→ **Work to be completed**: In the entries below, rewrite the lines from the one holding "For this challenge, identify the door casing" through the one holding "point(569, 451)", inclusive, as a numbered list with blank lines left out, and nothing else.

>> BEGIN

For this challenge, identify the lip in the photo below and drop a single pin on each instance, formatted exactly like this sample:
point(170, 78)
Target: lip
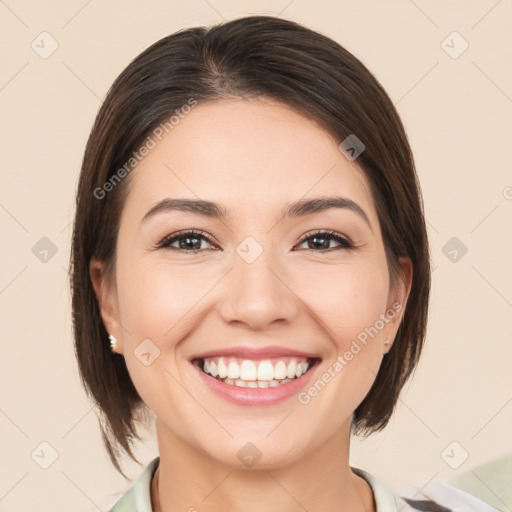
point(257, 396)
point(248, 352)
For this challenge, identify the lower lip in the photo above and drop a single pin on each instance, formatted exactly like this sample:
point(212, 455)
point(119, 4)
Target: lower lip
point(256, 396)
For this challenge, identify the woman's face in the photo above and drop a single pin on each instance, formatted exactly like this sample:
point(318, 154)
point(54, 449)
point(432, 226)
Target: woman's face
point(256, 294)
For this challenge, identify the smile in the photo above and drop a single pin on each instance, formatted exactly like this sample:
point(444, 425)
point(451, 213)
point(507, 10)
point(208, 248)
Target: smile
point(249, 373)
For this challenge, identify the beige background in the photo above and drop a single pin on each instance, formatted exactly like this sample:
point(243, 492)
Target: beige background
point(457, 112)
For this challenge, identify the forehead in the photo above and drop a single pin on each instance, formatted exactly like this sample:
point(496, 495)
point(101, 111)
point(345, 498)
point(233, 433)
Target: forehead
point(246, 154)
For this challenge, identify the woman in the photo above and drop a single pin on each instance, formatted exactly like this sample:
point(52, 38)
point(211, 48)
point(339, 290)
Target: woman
point(249, 236)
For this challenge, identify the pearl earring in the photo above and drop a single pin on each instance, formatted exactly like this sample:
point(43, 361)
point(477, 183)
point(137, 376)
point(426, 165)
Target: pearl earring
point(113, 342)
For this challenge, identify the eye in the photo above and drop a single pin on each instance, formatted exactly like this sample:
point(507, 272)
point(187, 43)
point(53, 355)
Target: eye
point(322, 240)
point(187, 241)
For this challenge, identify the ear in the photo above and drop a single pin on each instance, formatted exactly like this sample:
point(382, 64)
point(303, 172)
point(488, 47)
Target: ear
point(397, 301)
point(106, 297)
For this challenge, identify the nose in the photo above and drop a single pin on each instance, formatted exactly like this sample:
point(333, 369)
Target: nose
point(258, 295)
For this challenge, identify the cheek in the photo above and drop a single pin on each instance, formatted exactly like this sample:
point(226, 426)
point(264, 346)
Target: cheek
point(347, 299)
point(158, 301)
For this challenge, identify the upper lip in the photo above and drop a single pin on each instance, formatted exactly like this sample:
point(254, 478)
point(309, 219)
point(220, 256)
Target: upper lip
point(247, 352)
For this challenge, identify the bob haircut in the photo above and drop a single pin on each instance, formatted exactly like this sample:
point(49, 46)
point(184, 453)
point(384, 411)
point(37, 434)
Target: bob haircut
point(249, 57)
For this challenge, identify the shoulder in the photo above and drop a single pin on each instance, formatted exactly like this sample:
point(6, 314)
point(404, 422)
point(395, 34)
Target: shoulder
point(138, 497)
point(435, 497)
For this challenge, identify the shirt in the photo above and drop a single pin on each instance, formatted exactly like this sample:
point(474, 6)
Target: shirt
point(138, 497)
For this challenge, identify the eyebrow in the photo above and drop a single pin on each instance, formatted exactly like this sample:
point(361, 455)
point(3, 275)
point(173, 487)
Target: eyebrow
point(299, 208)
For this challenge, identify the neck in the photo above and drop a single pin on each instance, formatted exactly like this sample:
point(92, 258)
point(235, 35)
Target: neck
point(187, 479)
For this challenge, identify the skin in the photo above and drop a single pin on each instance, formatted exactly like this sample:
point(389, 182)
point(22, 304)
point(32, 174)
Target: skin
point(252, 157)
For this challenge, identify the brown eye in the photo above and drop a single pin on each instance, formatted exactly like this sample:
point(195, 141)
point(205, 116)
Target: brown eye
point(321, 241)
point(187, 241)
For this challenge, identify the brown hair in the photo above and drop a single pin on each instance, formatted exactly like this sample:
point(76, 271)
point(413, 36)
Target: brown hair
point(250, 57)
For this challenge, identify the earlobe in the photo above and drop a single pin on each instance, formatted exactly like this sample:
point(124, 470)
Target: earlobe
point(106, 301)
point(397, 301)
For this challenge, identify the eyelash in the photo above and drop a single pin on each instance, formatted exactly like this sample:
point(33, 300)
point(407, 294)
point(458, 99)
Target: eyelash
point(344, 242)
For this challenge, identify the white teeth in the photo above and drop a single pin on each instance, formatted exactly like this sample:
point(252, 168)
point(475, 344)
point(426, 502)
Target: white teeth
point(254, 374)
point(248, 370)
point(233, 370)
point(221, 367)
point(292, 366)
point(265, 371)
point(280, 371)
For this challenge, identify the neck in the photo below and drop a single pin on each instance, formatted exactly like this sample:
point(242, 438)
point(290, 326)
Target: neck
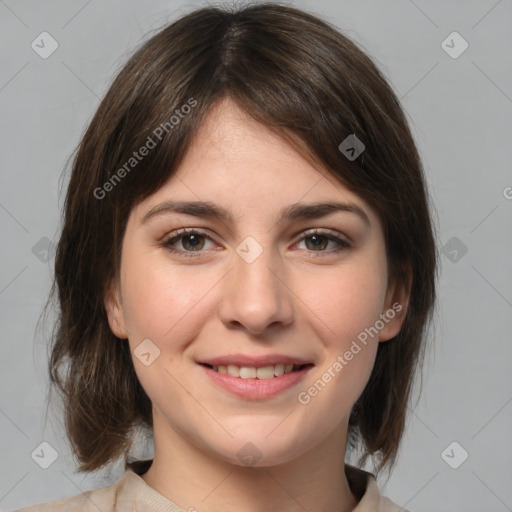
point(195, 479)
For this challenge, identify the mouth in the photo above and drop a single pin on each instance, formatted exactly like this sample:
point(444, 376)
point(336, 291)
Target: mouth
point(266, 372)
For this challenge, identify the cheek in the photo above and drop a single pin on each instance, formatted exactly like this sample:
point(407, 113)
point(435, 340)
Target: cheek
point(347, 302)
point(158, 296)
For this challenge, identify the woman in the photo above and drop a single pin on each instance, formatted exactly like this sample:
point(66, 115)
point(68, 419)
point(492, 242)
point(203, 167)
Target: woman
point(246, 270)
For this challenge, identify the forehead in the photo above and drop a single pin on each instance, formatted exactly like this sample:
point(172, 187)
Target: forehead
point(242, 165)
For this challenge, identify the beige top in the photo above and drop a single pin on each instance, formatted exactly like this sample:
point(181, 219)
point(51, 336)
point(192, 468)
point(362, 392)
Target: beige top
point(131, 493)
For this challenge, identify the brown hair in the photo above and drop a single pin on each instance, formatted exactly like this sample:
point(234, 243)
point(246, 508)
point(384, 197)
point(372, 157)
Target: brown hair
point(299, 76)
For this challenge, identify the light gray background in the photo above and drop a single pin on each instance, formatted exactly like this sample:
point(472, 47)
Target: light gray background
point(461, 113)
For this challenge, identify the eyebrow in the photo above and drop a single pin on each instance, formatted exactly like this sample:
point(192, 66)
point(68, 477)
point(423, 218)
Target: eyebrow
point(293, 212)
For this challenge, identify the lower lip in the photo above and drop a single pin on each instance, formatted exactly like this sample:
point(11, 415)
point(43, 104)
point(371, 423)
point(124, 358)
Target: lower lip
point(256, 389)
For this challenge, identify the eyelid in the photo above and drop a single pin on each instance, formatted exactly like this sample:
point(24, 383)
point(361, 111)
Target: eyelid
point(331, 235)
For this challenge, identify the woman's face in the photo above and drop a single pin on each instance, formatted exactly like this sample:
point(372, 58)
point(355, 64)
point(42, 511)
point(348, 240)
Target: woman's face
point(257, 288)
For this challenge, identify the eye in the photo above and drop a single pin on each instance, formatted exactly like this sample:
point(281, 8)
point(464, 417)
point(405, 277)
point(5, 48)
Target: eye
point(190, 240)
point(320, 239)
point(193, 241)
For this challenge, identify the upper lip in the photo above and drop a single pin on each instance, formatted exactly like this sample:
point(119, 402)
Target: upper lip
point(254, 361)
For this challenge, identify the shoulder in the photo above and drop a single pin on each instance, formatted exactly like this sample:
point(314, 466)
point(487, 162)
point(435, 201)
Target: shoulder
point(104, 499)
point(364, 485)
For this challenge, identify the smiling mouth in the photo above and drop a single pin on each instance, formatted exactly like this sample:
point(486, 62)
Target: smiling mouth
point(263, 372)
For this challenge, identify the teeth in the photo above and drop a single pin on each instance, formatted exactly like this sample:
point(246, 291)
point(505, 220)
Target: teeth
point(248, 372)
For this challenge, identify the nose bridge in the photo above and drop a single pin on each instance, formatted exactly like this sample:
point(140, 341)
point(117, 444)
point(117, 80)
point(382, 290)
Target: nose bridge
point(256, 295)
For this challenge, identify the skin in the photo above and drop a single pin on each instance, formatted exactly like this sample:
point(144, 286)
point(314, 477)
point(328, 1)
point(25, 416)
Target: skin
point(293, 299)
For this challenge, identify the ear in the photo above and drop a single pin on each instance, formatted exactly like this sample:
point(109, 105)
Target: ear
point(395, 305)
point(114, 310)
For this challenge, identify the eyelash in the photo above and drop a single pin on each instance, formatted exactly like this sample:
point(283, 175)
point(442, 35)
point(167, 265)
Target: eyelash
point(167, 244)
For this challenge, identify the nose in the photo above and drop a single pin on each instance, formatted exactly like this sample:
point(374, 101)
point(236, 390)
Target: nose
point(256, 295)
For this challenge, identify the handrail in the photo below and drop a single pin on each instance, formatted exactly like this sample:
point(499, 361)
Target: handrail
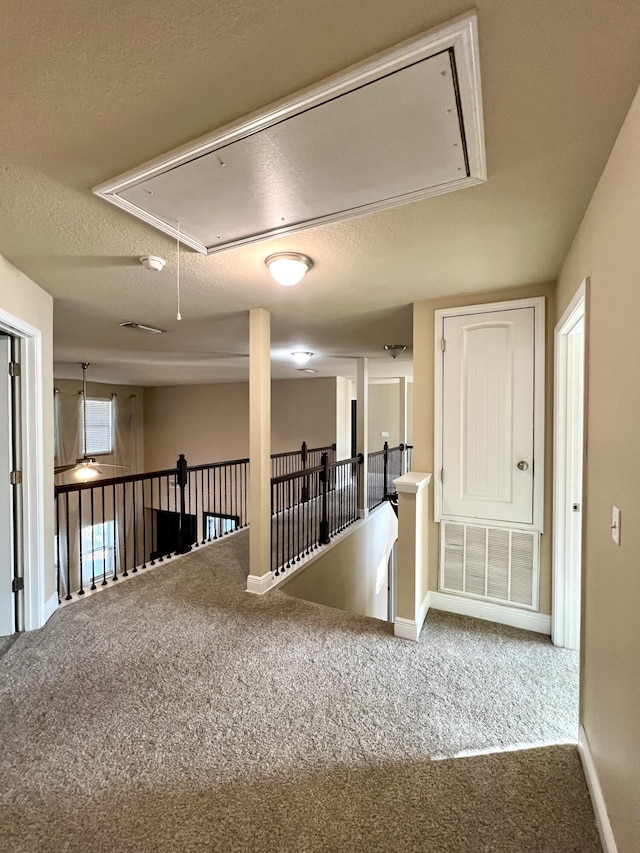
point(293, 475)
point(310, 506)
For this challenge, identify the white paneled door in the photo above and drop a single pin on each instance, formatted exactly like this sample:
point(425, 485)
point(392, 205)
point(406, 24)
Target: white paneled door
point(488, 385)
point(6, 498)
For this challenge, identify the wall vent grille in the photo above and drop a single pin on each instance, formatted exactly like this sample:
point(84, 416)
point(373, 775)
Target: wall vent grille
point(493, 563)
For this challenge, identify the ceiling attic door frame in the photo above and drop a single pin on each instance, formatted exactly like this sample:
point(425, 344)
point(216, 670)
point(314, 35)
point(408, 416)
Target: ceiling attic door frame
point(459, 35)
point(36, 610)
point(569, 453)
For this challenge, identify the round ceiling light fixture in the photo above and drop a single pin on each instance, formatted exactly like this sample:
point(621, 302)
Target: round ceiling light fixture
point(288, 268)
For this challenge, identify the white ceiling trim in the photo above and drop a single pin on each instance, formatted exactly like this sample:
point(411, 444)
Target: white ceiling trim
point(460, 36)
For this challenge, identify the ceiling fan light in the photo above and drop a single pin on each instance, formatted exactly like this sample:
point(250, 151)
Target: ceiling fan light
point(288, 268)
point(85, 472)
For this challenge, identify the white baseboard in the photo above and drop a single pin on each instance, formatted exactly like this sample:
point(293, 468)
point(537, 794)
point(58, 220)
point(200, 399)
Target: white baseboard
point(423, 610)
point(597, 798)
point(409, 629)
point(50, 607)
point(259, 584)
point(406, 629)
point(490, 612)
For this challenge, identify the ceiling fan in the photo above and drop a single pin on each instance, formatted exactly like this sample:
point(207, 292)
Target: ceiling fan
point(86, 467)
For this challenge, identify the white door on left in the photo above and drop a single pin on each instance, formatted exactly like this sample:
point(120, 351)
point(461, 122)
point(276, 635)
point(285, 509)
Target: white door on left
point(7, 609)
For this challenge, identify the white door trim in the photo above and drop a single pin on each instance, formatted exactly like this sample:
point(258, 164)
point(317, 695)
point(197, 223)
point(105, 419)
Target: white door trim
point(33, 499)
point(565, 632)
point(537, 303)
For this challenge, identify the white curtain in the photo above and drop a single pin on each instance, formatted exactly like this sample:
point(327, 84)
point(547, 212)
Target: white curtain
point(68, 448)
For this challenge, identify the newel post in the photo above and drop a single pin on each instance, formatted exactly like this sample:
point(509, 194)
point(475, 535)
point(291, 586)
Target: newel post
point(184, 533)
point(324, 479)
point(305, 482)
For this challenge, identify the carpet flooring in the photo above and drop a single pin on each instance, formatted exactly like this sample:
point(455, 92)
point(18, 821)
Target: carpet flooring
point(176, 712)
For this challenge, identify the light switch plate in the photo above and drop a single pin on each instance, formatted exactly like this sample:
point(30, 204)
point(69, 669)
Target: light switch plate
point(615, 524)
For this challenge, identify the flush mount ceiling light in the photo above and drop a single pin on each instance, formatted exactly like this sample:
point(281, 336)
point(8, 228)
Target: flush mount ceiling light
point(129, 324)
point(288, 268)
point(394, 350)
point(152, 262)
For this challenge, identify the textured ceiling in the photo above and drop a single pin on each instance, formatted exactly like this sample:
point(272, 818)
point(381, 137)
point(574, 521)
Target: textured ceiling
point(92, 91)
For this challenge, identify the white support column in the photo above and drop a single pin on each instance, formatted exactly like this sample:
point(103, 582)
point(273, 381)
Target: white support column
point(260, 578)
point(362, 430)
point(402, 420)
point(412, 567)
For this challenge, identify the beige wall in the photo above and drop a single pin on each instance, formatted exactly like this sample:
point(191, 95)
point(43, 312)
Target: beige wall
point(423, 441)
point(346, 576)
point(343, 418)
point(100, 389)
point(384, 414)
point(303, 410)
point(23, 299)
point(210, 423)
point(607, 250)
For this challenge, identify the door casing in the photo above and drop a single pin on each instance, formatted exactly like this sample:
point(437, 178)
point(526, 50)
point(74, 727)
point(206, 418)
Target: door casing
point(569, 451)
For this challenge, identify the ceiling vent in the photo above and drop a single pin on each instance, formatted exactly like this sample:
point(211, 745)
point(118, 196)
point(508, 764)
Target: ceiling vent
point(402, 127)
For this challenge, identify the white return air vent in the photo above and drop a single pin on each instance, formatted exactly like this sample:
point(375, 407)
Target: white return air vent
point(401, 127)
point(491, 563)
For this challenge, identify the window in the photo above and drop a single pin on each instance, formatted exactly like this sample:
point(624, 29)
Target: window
point(98, 427)
point(98, 551)
point(218, 525)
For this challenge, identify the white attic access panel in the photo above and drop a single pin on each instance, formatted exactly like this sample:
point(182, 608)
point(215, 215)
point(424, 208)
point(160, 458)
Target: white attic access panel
point(401, 127)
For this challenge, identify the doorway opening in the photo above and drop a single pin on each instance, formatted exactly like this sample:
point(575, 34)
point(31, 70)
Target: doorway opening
point(11, 583)
point(569, 447)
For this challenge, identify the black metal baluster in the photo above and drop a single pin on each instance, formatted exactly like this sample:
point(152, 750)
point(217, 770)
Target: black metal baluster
point(116, 536)
point(57, 500)
point(135, 529)
point(68, 595)
point(81, 590)
point(144, 528)
point(184, 534)
point(104, 545)
point(175, 506)
point(274, 522)
point(125, 573)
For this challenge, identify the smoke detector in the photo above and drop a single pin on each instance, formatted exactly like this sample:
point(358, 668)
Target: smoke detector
point(152, 262)
point(394, 350)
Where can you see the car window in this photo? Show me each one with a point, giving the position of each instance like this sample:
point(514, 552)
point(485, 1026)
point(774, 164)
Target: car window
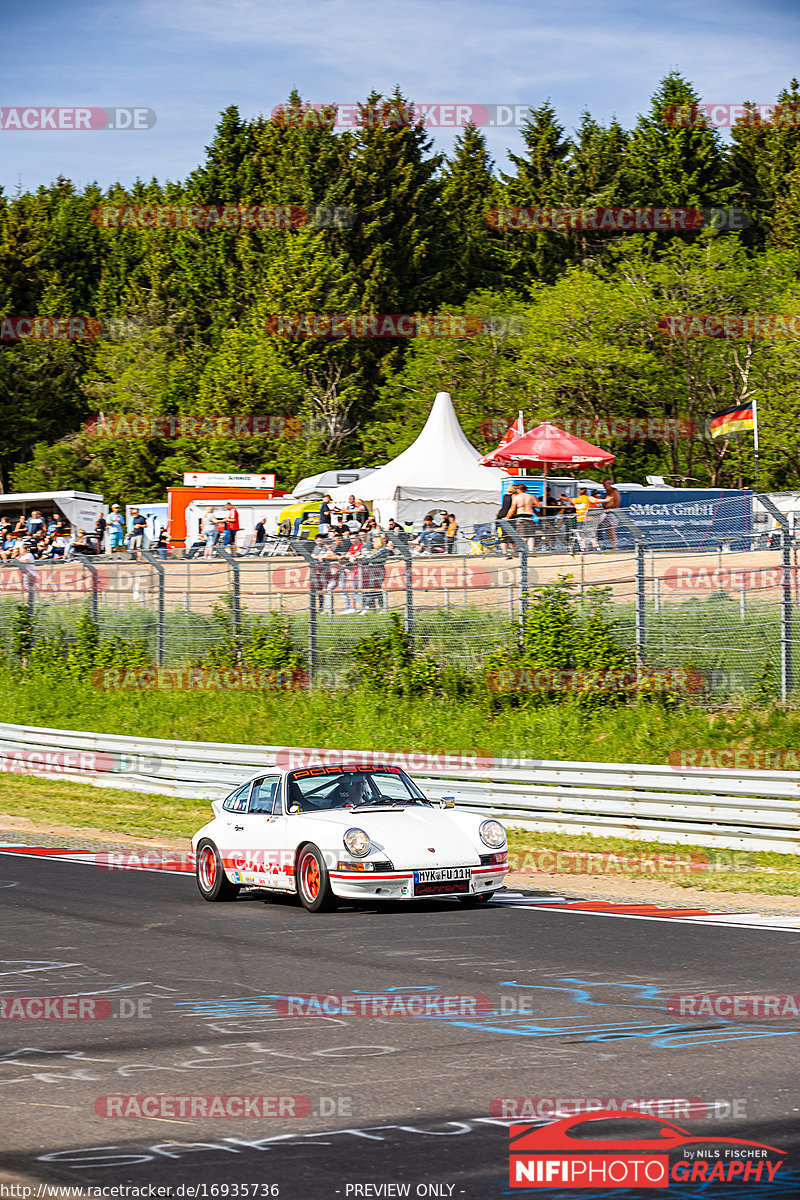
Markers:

>> END

→ **Written reply**:
1. For this challenge, identify the door casing in the photo above and drop a single pin on each instance, formatted exactly like this sample:
2. point(437, 178)
3. point(526, 50)
4. point(74, 727)
5. point(206, 418)
6. Target: door casing
7. point(569, 451)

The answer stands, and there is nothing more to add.